───── RAW RECORDS
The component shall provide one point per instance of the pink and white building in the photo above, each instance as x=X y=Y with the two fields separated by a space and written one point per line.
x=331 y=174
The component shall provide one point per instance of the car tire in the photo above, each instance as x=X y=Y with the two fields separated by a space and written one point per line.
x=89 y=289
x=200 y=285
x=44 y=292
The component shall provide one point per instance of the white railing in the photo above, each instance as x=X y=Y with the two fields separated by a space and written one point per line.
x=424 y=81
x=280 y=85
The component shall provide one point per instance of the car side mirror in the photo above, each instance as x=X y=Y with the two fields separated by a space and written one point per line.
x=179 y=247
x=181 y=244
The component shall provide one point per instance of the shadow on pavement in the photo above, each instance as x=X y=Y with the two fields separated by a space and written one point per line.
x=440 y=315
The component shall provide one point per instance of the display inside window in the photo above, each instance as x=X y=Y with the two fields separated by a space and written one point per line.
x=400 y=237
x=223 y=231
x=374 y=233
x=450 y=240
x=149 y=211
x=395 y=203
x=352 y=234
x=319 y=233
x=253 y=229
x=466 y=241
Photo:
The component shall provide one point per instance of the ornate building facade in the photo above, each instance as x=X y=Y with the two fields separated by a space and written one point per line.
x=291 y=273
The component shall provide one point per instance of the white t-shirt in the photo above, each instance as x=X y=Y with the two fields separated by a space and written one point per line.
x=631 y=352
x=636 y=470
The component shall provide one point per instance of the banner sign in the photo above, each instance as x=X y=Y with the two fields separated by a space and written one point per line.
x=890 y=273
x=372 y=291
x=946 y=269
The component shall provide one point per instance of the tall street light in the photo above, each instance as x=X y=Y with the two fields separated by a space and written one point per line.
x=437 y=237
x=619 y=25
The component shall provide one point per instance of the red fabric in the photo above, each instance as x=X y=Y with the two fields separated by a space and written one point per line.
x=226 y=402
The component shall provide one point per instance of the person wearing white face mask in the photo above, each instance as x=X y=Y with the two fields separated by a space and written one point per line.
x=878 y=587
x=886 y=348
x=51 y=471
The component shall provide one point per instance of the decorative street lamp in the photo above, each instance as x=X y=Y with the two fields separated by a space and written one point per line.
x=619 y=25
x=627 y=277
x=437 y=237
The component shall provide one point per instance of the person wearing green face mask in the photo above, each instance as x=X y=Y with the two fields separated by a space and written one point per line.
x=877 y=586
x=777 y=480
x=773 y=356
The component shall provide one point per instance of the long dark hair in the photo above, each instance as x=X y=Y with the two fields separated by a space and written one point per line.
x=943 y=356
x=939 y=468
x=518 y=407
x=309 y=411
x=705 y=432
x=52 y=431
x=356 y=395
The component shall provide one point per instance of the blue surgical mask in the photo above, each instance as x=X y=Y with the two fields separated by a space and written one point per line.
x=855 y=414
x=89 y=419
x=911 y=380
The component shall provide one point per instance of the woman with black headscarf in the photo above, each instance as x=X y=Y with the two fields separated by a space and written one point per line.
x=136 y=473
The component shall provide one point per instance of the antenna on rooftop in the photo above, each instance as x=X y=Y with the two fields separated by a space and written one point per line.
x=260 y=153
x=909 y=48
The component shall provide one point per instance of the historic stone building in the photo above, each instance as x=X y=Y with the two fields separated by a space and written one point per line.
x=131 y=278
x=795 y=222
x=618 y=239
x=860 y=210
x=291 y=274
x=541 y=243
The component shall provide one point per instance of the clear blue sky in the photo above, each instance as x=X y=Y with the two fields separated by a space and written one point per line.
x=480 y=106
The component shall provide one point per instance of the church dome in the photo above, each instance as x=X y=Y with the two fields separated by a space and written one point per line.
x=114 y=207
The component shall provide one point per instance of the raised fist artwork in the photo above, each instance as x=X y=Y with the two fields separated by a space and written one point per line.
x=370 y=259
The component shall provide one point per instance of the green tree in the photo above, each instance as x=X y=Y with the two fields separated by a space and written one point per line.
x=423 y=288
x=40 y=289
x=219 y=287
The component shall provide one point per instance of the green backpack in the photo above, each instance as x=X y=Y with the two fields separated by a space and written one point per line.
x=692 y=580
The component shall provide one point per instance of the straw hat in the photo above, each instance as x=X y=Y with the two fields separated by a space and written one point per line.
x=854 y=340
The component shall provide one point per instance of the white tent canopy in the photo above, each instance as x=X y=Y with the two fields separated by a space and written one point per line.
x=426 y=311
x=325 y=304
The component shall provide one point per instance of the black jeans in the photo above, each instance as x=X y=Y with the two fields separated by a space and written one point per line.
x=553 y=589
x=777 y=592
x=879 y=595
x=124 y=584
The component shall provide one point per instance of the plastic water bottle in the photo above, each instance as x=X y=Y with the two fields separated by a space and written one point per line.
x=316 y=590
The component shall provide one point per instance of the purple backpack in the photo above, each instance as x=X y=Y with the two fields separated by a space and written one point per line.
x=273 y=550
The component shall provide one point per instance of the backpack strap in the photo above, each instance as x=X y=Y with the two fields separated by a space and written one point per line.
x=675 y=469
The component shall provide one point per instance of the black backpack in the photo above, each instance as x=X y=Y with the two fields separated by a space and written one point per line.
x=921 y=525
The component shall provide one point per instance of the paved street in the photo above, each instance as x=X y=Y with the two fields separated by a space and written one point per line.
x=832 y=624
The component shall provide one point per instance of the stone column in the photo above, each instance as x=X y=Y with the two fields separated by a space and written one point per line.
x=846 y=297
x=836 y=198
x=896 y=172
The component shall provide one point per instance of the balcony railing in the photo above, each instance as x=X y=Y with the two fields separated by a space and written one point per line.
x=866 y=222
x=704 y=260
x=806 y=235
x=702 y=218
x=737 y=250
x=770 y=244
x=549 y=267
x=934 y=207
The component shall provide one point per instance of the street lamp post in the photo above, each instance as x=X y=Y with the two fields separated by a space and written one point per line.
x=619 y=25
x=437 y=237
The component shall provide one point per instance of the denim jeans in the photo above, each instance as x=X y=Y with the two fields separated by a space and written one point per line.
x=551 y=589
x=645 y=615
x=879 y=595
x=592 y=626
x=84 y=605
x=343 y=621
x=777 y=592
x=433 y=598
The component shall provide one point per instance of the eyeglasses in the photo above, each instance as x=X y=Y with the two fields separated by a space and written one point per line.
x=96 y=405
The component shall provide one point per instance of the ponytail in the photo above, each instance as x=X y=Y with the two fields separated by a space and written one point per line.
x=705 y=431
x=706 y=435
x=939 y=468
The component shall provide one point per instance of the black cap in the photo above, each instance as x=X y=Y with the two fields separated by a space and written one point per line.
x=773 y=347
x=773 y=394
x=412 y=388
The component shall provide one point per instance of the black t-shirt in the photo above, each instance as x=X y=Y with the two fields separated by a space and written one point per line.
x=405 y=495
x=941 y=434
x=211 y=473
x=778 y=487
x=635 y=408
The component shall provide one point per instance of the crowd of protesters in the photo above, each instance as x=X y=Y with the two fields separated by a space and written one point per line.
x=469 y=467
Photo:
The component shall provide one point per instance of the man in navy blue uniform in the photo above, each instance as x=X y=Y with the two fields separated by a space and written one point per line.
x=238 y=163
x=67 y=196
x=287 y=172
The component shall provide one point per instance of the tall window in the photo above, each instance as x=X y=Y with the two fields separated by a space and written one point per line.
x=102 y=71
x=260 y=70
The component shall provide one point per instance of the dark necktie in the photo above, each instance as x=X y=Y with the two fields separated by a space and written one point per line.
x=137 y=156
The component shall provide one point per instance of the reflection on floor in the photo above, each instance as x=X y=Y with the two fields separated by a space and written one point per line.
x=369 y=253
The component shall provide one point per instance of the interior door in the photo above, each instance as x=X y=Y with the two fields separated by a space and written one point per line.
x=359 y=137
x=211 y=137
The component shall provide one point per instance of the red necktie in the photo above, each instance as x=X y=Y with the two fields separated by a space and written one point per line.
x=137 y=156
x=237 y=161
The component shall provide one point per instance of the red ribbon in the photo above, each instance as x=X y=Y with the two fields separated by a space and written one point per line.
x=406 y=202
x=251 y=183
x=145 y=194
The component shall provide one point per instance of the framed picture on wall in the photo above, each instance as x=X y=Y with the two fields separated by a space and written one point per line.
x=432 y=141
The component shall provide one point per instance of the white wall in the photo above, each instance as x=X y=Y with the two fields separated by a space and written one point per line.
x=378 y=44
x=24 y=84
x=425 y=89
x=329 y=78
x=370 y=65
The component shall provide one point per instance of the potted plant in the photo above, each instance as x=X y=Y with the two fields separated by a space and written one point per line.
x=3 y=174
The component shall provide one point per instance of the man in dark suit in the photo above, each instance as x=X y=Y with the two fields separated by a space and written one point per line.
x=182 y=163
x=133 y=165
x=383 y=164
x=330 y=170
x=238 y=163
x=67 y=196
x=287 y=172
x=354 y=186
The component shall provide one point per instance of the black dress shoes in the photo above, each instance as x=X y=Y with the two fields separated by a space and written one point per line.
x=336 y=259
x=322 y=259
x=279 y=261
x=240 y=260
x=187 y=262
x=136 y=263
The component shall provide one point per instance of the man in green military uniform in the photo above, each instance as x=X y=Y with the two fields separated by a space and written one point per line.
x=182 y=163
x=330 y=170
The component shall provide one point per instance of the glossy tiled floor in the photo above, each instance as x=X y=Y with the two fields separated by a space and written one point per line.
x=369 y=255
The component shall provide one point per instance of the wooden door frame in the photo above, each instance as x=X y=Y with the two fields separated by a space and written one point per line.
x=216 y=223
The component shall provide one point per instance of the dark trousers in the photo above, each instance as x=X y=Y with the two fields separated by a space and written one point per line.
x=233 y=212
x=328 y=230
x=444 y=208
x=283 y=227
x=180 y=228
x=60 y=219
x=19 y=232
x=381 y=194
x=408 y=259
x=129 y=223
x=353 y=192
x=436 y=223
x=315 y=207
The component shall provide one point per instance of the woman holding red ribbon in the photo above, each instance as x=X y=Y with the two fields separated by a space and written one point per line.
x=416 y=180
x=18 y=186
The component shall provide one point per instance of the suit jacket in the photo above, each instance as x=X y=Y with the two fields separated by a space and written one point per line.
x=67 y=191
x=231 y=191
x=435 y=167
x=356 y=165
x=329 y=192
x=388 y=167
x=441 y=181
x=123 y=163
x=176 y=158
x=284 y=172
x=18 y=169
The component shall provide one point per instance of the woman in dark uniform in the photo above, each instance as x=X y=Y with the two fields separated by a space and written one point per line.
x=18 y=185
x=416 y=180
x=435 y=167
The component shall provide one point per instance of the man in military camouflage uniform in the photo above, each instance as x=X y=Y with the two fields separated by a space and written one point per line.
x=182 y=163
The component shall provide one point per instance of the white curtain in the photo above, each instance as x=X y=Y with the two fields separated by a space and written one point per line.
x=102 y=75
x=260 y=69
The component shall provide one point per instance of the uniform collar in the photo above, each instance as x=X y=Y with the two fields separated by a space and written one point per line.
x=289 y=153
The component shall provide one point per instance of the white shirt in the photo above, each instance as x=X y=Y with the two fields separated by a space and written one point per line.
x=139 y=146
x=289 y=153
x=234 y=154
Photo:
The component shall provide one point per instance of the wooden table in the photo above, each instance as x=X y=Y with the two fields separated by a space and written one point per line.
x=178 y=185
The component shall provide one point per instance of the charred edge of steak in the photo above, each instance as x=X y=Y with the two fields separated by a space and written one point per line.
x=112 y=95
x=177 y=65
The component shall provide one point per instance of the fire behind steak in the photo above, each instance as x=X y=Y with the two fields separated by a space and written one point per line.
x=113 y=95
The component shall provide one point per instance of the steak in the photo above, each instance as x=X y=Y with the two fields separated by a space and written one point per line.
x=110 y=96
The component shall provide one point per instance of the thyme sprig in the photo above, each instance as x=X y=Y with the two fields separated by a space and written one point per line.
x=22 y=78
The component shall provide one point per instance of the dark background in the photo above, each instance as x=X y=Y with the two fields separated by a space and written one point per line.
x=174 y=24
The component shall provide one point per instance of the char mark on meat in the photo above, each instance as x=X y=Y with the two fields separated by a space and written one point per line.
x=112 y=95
──────────
WHAT THE TASK ASKS: Copy out the material from its first line through the line that contains "x=466 y=241", both included, with every line unchanged.

SOLUTION TO THE EXERCISE:
The component shall provide one point per instance of the pink and white building in the photo above, each instance as x=X y=Y with the two fields separated by a space and written one point per line.
x=331 y=174
The component shall provide one point per instance of the car tire in the photo above, each instance as x=X y=Y with the two fields separated by a space and written one point per line.
x=89 y=289
x=200 y=285
x=44 y=292
The component shall provide one point per instance of the white railing in the photo above, each instance as x=X y=Y with the two fields separated by a space and written one point per line.
x=424 y=81
x=280 y=85
The component shall provide one point per instance of the car side mirror in the photo above, each instance as x=X y=Y with the two fields separated by a space and written one point per line.
x=179 y=247
x=181 y=244
The component shall provide one point per instance of the shadow on pavement in the photo above, each instance as x=X y=Y with the two fields separated by a space and written one point per line.
x=440 y=315
The component shall provide one point per instance of the display inside window in the photo above, each instance as x=X y=Y with the two fields separated by a space and written one point per line.
x=400 y=237
x=223 y=231
x=374 y=233
x=450 y=240
x=149 y=211
x=395 y=203
x=352 y=234
x=319 y=233
x=253 y=229
x=466 y=241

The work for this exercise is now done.